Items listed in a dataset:
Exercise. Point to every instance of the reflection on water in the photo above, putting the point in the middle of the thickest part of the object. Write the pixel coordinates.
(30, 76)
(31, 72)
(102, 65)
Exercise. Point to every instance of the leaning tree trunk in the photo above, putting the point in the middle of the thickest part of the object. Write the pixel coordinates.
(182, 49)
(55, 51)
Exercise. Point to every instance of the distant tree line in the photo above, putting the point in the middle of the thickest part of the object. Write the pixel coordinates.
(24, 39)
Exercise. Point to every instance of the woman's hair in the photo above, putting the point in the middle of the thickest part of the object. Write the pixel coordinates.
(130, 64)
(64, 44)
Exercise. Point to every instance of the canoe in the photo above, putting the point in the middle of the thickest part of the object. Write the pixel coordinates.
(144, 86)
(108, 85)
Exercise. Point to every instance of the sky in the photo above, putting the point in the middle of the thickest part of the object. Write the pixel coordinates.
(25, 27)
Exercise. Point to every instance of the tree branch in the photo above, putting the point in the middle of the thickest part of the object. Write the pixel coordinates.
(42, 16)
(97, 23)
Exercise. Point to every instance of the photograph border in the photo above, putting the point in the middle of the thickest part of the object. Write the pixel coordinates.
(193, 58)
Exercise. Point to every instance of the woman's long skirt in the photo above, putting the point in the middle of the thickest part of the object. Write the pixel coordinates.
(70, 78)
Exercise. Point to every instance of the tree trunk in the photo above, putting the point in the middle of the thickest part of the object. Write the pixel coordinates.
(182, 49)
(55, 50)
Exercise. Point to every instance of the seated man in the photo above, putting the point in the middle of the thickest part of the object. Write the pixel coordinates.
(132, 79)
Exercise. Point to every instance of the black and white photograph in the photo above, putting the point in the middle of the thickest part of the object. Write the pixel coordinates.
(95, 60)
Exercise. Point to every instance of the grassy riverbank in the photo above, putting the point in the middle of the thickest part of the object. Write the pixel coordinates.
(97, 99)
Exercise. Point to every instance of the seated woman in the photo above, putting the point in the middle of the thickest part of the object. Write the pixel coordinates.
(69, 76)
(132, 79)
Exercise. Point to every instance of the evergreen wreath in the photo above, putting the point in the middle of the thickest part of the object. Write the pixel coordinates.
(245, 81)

▶ _Activity_:
Return the entries above in full and exactly as written.

▶ _Answer space_:
Exercise. Point to every instance of the reflection on water in the photo above, putting the point in the middle of the thickest part of the object. Write the pixel coordinates.
(30, 76)
(31, 72)
(102, 65)
Exercise. Point to every instance of the leaning tree trunk in the photo above, putting the point in the middle of the thickest part of the object. Write the pixel coordinates.
(182, 49)
(55, 51)
Exercise. Point to every instance of the distant tree line in the photo above, putting the point in the middle of the thickest part of the object. Write the pixel coordinates.
(24, 39)
Exercise. Point to every instance of the woman's hair in the photo above, putting the point in the middle of the thickest part of the object. Write the pixel coordinates.
(130, 64)
(64, 44)
Exercise. Point to every instance of the canoe in the photo above, putting the point in the middle of the thickest part of the object. Write the pixel coordinates.
(144, 86)
(108, 85)
Exercise. Point to every instance of the sky in the photo above, putting the point in the middle of the thickest part of the object. Write the pixel coordinates.
(25, 27)
Exercise. Point to every instance of the tree branch in the photo above, putting the point in the middle of the thickest part of the object. Write the pixel coordinates.
(42, 16)
(97, 23)
Exercise. Point to every instance of the photograph border in the photo above, putting the point in the middle of the thickest part of the object. Write the pixel coordinates.
(193, 58)
Exercise. Point to every instance of the woman's long skirt in the photo above, putting the point in the middle of the thickest part of the object. Write the pixel coordinates.
(70, 78)
Exercise. Point to every instance of the tree trunk in the photo above, putting the point in the middle of the thickest part of the object. Write the pixel coordinates.
(182, 49)
(55, 50)
Exercise. Point to every instance of the seated man in the photo above, putting the point in the middle of the thickest part of the object. Write the pixel coordinates.
(132, 79)
Exercise. Point to every instance of the black and white photograph in the photo above, putting the point in the middle of the thickest part of the object. Write the pixel coordinates.
(95, 60)
Exercise. Point to every instance of the grassy riverbank in the photo above, putting the point in the middle of the thickest part of the object. Write the pixel coordinates.
(97, 99)
Exercise. Point to every instance of the seated woman in the photo above, putting the point in the middle of the thickest part of the object. Write the pixel coordinates.
(69, 76)
(132, 79)
Exercise. Point to every instance of the evergreen wreath in the photo above, putting the point in the middle of the thickest part of the object. Write the pixel coordinates.
(245, 81)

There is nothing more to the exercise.